### [Problem]
Reproduce the material below, from the line containing "the white shirt" down through its end, renaming "dark blue shirt" as "navy shirt" and keeping everything else the same.

### [Data records]

+---+

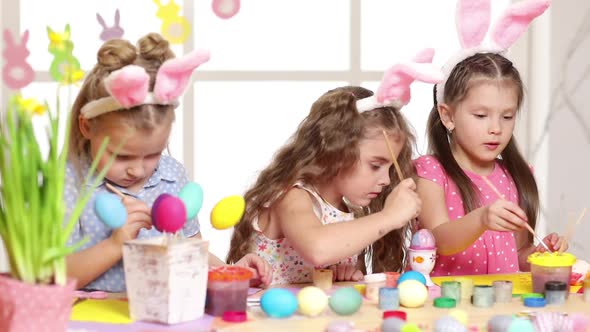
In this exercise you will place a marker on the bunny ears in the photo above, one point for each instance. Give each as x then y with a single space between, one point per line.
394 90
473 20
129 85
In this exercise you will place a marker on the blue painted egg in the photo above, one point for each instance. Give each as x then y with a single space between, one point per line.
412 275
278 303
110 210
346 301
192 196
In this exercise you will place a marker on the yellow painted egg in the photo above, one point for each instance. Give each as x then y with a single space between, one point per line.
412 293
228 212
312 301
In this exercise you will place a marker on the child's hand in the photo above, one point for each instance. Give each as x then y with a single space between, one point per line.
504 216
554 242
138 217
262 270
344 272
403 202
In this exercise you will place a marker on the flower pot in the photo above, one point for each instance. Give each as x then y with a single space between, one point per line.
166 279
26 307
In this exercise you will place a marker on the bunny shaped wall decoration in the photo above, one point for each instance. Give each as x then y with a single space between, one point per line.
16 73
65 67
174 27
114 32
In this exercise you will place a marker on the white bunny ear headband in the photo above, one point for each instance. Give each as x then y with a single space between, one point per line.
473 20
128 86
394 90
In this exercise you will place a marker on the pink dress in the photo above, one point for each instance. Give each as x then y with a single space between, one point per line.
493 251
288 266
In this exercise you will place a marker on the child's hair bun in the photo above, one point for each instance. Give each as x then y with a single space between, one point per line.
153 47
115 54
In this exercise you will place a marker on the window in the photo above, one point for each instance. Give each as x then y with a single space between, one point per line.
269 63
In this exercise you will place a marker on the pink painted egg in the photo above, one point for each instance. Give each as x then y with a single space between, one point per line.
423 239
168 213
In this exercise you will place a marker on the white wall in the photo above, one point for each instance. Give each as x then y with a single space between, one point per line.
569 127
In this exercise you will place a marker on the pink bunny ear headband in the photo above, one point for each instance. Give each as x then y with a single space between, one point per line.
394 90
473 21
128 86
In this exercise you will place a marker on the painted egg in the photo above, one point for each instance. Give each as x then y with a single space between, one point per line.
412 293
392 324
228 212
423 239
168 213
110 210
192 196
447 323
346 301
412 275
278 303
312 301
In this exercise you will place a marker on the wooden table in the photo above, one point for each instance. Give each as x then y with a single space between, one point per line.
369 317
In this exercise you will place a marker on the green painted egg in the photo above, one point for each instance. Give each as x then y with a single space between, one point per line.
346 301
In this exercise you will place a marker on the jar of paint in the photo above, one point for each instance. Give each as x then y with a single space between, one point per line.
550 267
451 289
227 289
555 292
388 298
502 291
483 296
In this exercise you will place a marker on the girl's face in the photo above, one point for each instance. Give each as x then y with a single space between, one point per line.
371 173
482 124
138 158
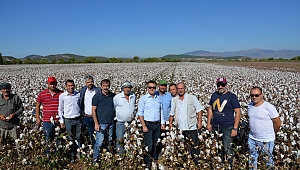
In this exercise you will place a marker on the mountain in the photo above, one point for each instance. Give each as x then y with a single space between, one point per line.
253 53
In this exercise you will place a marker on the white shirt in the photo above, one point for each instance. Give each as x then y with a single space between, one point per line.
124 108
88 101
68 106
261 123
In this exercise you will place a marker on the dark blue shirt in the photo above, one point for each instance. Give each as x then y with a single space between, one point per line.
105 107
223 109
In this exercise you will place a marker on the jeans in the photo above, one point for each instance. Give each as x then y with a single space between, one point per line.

+---+

### [The output]
In this exercise you will place a marker on the white shirt in the photo above, one point for each instance. Give each as x then y with a single space between, one point per line.
124 108
88 101
68 106
261 123
In this exercise you will place a marker on the navy shirt in the photo above, one point for each instance. Give each as x then y with a single space between, one point per line.
105 107
223 109
In this exercise you will place a marker on the jeans in the photo above, one point for each instance. Give each as x then y with a single space between, one point per line.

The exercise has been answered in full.